>> BEGIN
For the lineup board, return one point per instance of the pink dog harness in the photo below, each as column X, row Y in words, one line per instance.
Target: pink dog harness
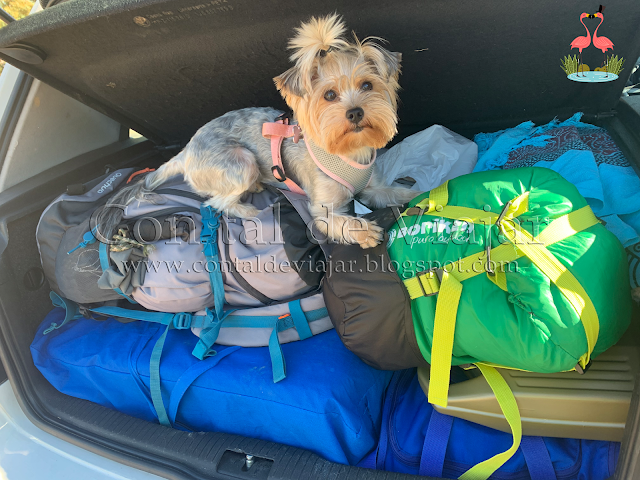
column 355, row 176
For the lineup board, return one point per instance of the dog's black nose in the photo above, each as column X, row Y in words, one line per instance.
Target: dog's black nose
column 355, row 115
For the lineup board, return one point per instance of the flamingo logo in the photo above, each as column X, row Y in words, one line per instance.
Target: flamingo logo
column 575, row 68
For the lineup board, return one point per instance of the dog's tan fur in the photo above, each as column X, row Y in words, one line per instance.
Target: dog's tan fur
column 229, row 157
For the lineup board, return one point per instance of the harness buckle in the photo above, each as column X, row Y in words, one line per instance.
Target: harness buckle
column 182, row 321
column 297, row 133
column 276, row 168
column 285, row 117
column 438, row 273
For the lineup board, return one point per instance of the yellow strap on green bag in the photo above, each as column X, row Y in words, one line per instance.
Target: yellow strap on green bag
column 442, row 346
column 561, row 277
column 509, row 408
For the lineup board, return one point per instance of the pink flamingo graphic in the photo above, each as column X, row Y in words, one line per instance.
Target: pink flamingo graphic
column 582, row 42
column 602, row 43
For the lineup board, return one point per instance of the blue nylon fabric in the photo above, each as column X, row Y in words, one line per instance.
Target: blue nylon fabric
column 469, row 443
column 435, row 444
column 537, row 457
column 190, row 376
column 330, row 402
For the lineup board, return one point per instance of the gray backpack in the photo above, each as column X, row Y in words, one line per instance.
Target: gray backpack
column 174, row 261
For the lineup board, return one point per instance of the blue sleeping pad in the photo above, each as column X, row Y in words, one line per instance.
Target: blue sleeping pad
column 417, row 439
column 330, row 402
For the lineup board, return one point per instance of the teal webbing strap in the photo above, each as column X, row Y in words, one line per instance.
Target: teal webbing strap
column 208, row 337
column 104, row 264
column 190, row 376
column 72, row 311
column 209, row 240
column 278, row 366
column 300, row 320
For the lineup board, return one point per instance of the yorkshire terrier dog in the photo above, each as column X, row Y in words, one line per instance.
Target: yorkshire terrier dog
column 344, row 97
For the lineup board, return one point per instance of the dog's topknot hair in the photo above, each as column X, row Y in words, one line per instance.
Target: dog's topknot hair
column 316, row 36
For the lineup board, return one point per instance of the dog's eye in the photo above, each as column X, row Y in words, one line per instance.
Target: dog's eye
column 330, row 95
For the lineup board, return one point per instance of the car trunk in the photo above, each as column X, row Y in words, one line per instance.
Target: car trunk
column 165, row 68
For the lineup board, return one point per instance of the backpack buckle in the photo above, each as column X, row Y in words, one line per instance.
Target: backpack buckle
column 182, row 321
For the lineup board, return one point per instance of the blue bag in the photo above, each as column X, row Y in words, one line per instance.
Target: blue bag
column 417, row 439
column 330, row 402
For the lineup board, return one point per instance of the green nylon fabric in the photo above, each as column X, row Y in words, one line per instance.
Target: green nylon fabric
column 531, row 326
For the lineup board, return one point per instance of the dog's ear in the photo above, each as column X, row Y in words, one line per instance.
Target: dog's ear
column 385, row 62
column 289, row 84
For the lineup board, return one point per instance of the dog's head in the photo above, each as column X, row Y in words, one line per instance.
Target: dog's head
column 344, row 95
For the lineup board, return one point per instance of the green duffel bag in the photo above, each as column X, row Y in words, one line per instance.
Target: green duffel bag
column 504, row 268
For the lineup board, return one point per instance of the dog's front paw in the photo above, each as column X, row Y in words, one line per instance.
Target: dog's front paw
column 367, row 234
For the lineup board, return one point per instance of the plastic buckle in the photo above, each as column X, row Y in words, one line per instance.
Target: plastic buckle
column 580, row 370
column 285, row 117
column 182, row 321
column 297, row 132
column 276, row 168
column 437, row 271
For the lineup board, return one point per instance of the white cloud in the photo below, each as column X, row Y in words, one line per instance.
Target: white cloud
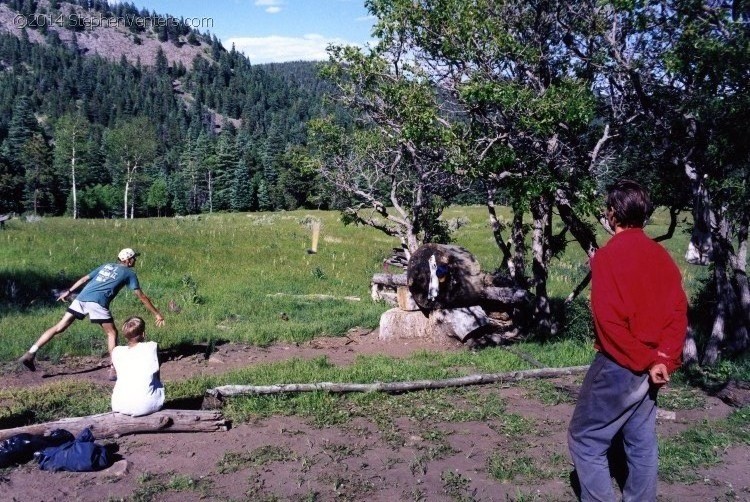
column 271, row 6
column 278, row 49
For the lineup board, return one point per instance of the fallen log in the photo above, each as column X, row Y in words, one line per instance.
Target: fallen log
column 112, row 425
column 318, row 297
column 442, row 276
column 393, row 387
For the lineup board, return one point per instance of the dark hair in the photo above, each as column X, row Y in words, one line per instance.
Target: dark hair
column 133, row 327
column 630, row 203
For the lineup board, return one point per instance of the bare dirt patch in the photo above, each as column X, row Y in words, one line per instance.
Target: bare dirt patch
column 287, row 458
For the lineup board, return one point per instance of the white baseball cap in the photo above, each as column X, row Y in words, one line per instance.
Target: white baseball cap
column 127, row 254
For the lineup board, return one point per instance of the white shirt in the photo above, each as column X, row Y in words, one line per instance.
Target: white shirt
column 138, row 390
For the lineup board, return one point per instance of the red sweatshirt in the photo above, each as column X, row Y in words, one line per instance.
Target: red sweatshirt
column 639, row 306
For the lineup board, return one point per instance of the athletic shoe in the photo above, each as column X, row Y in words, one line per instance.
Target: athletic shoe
column 28, row 361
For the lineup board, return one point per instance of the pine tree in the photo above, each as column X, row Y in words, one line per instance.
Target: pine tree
column 242, row 189
column 22, row 127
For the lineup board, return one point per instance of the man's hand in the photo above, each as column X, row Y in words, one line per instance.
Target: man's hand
column 658, row 374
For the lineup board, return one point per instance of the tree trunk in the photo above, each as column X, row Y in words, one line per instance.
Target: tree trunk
column 496, row 228
column 541, row 212
column 73, row 179
column 112, row 425
column 441, row 276
column 125, row 202
column 518, row 237
column 393, row 387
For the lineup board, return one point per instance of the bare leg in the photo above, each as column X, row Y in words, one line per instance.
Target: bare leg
column 58, row 328
column 111, row 331
column 28, row 358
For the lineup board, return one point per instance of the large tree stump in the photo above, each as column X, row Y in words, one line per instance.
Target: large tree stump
column 108, row 425
column 442, row 276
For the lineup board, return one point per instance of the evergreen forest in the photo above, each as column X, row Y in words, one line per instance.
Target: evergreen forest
column 86, row 136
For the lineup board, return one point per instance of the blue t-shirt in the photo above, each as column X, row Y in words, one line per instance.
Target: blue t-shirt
column 106, row 281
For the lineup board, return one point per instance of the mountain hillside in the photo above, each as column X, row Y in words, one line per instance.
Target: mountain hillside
column 112, row 32
column 131, row 121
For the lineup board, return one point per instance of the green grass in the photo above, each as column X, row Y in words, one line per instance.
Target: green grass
column 232, row 275
column 224, row 271
column 701, row 446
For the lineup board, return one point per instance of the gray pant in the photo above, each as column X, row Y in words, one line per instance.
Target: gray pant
column 614, row 400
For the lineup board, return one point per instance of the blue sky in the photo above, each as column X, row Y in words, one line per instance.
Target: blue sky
column 275, row 30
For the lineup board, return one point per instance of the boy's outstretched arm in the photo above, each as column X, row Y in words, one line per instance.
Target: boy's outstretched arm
column 150, row 306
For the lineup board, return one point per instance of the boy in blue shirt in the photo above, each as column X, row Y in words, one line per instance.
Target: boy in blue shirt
column 102, row 285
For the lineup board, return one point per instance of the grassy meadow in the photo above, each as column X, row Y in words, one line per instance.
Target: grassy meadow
column 247, row 278
column 234, row 277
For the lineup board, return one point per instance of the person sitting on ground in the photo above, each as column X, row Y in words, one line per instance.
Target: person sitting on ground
column 138, row 390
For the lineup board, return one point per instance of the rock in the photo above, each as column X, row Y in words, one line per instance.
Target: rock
column 405, row 300
column 398, row 324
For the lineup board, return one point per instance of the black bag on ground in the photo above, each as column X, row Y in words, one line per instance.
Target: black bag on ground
column 20, row 448
column 81, row 455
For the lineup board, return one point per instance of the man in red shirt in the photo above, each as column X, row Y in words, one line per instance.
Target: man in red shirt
column 640, row 317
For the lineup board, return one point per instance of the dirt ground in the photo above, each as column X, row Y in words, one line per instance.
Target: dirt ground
column 285, row 458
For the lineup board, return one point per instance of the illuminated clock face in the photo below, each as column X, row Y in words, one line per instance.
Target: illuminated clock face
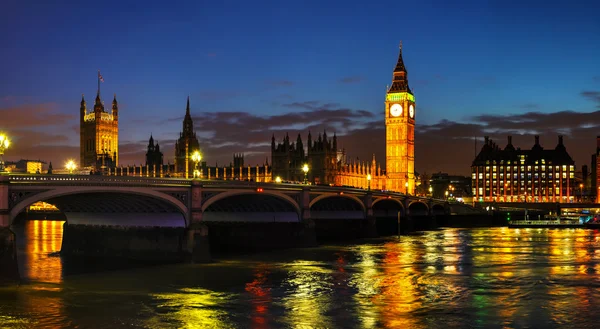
column 396, row 110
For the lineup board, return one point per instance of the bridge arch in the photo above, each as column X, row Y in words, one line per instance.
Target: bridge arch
column 252, row 206
column 337, row 195
column 387, row 207
column 418, row 208
column 438, row 209
column 67, row 197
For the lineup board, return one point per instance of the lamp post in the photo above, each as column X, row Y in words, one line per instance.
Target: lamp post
column 4, row 144
column 305, row 169
column 196, row 157
column 71, row 166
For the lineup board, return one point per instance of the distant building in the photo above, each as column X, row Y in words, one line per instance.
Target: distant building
column 185, row 146
column 515, row 175
column 154, row 156
column 328, row 165
column 99, row 135
column 25, row 166
column 456, row 186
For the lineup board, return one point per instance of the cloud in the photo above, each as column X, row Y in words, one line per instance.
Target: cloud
column 45, row 133
column 593, row 96
column 530, row 106
column 281, row 83
column 352, row 79
column 32, row 115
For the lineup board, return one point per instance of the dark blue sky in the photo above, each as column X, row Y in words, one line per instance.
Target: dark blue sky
column 276, row 58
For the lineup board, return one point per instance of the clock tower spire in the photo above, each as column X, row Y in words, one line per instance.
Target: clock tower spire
column 400, row 112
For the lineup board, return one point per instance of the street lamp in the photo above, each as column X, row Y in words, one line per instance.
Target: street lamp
column 305, row 169
column 4, row 144
column 196, row 157
column 71, row 166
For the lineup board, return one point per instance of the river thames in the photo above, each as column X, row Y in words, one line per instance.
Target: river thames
column 451, row 278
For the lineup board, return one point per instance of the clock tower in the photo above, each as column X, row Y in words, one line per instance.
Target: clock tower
column 400, row 113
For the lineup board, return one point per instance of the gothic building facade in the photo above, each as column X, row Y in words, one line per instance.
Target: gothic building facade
column 99, row 135
column 185, row 146
column 321, row 156
column 511, row 174
column 400, row 112
column 154, row 156
column 328, row 165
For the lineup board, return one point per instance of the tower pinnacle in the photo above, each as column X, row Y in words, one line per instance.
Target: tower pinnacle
column 400, row 76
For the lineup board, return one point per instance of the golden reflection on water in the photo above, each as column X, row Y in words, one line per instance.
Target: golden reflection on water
column 497, row 277
column 309, row 294
column 261, row 297
column 190, row 308
column 43, row 239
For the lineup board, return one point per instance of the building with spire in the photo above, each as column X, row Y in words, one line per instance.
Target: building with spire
column 326, row 162
column 510, row 174
column 99, row 134
column 154, row 157
column 186, row 145
column 400, row 114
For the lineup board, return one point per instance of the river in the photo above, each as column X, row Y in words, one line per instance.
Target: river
column 451, row 278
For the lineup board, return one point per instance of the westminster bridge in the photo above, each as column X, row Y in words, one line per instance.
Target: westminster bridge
column 169, row 217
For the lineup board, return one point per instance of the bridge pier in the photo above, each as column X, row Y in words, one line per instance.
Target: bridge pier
column 9, row 268
column 197, row 240
column 310, row 232
column 371, row 222
column 144, row 244
column 197, row 243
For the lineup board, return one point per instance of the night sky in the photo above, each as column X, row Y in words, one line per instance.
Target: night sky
column 479, row 68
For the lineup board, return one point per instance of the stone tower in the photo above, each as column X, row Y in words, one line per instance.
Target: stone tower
column 400, row 113
column 185, row 146
column 99, row 135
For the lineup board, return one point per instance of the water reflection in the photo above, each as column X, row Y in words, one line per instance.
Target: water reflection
column 482, row 278
column 40, row 242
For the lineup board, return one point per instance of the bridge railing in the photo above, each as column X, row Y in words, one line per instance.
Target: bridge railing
column 82, row 179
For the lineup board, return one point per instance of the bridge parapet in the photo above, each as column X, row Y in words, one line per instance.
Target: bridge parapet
column 95, row 180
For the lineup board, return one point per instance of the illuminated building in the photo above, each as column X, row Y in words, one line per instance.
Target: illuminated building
column 595, row 179
column 185, row 146
column 99, row 135
column 25, row 166
column 328, row 164
column 400, row 112
column 154, row 156
column 321, row 157
column 515, row 175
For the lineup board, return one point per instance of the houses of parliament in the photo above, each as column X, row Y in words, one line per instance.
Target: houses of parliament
column 327, row 163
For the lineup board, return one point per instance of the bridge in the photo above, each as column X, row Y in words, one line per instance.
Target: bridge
column 175, row 215
column 555, row 207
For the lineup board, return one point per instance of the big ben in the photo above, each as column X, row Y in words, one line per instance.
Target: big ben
column 400, row 112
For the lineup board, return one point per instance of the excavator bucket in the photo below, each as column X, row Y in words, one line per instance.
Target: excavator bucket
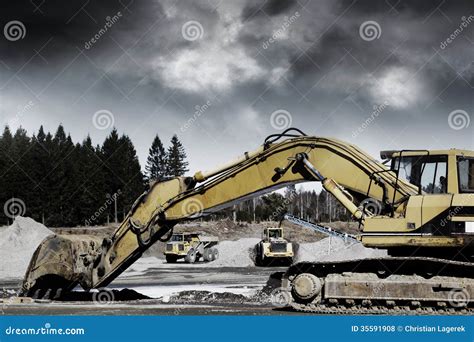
column 60, row 263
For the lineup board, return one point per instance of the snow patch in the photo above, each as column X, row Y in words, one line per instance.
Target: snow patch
column 18, row 242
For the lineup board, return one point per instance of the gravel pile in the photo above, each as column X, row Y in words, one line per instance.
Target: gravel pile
>> END
## Your objective:
Could you return, word for word, the data lines starting at the line that contains "blue shirt in" and ending at the line that contains "column 234, row 277"?

## Result for this exercise:
For the lineup board, return one point per instance of the boy in blue shirt in the photo above, each as column X, row Y in words, one line per instance.
Target: boy in blue shirt
column 102, row 285
For the lineup board, return one point per instance of the grassy meadow in the photo above, each as column X, row Y in words, one line per instance.
Target: grassy meadow
column 247, row 278
column 234, row 277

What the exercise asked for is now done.